Check your understanding »
a. According to the text on Boost and C++11 usage, what should be used instead of Array from boost/array.hpp?
b. Duplicate the stretch of the text on Boost and C++11 usage from "Use only approved" through "the standard library.".
c. Go on with the text on Boost and C++11 usage, starting after its last sentence.

Provided text »

Do not use lambda expressions, std::function or std::bind.

Boost

Use only approved libraries from the Boost library collection.

Definition:

The Boost library collection is a popular collection of peer-reviewed, free, open-source C++ libraries.

Pros:

Boost code is generally very high-quality, is widely portable, and fills many important gaps in the C++ standard library, such as type traits, better binders, and better smart pointers. It also provides an implementation of the TR1 extension to the standard library.

Cons:

Some Boost libraries encourage coding practices which can hamper readability, such as metaprogramming and other advanced template techniques, and an excessively "functional" style of programming.

Decision:

In order to maintain a high level of readability for all contributors who might read and maintain code, we only allow an approved subset of Boost features. Currently, the following libraries are permitted:

• Call Traits from boost/call_traits.hpp
• Compressed Pair from boost/compressed_pair.hpp
• The Boost Graph Library (BGL) from boost/graph, except serialization (adj_list_serialize.hpp) and parallel/distributed algorithms and data structures (boost/graph/parallel/* and boost/graph/distributed/*).
• Property Map from boost/property_map, except parallel/distributed property maps (boost/property_map/parallel/*).
• The part of Iterator that deals with defining iterators: boost/iterator/iterator_adaptor.hpp, boost/iterator/iterator_facade.hpp, and boost/function_output_iterator.hpp
• The part of Polygon that deals with Voronoi diagram construction and doesn't depend on the rest of Polygon: boost/polygon/voronoi_builder.hpp, boost/polygon/voronoi_diagram.hpp, and boost/polygon/voronoi_geometry_type.hpp
• Bimap from boost/bimap
• Statistical Distributions and Functions from boost/math/distributions
• We are actively considering adding other Boost features to the list, so this list may be expanded in the future.
• The following libraries are permitted, but their use is discouraged because they've been superseded by standard libraries in C++11:

Array from boost/array.hpp: use std::array instead. Pointer Container from boost/ptr_container: use containers of std::unique_ptr instead.

C++11

Use libraries and language extensions from C++11 (formerly known as C++0x) when appropriate. Consider portability to other environments before using C++11 features in your project.

Definition:

C++11 is the latest ISO C++ standard. It contains significant changes both to the language and libraries.

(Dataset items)
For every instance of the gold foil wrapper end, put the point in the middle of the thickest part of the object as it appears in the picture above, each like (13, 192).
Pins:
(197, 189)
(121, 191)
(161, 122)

Responses to the tasks »
a. std::array

b.
Use only approved libraries from the Boost library collection.

Definition:

The Boost library collection is a popular collection of peer-reviewed, free, open-source C++ libraries.

Pros:

Boost code is generally very high-quality, is widely portable, and fills many important gaps in the C++ standard library, such as type traits, better binders, and better smart pointers. It also provides an implementation of the TR1 extension to the standard library.

c.
Pros:

C++11 has become the official standard, and eventually will be supported by most C++ compilers. It standardizes some common C++ extensions that we use already, allows shorthands for some operations, and has some performance and safety improvements.

Cons:

The C++11 standard is substantially more complex than its predecessor (1,300 pages versus 800 pages), and is unfamiliar to many developers. The long-term effects of some features on code readability and maintenance are unknown. We cannot predict when its various features will be implemented uniformly by tools that may be of interest, particularly in the case of projects that are forced to use older versions of tools.

As with Boost, some C++11 extensions encourage coding practices that hamper readability—for example by removing checked redundancy (such as type names) that may be helpful to readers, or by encouraging template metaprogramming. Other extensions duplicate functionality available through existing mechanisms, which may lead to confusion and conversion costs.

Decision:

C++11 features may be used unless specified otherwise. In addition to what's described in the rest of the style guide, the following C++11 features may not be used:

• Functions with trailing return types, e.g. writing auto foo() -> int; instead of int foo();, because of a desire to preserve stylistic consistency with the many existing function declarations.
• Compile-time rational numbers (<ratio>), because of concerns that it's tied to a more template-heavy interface style.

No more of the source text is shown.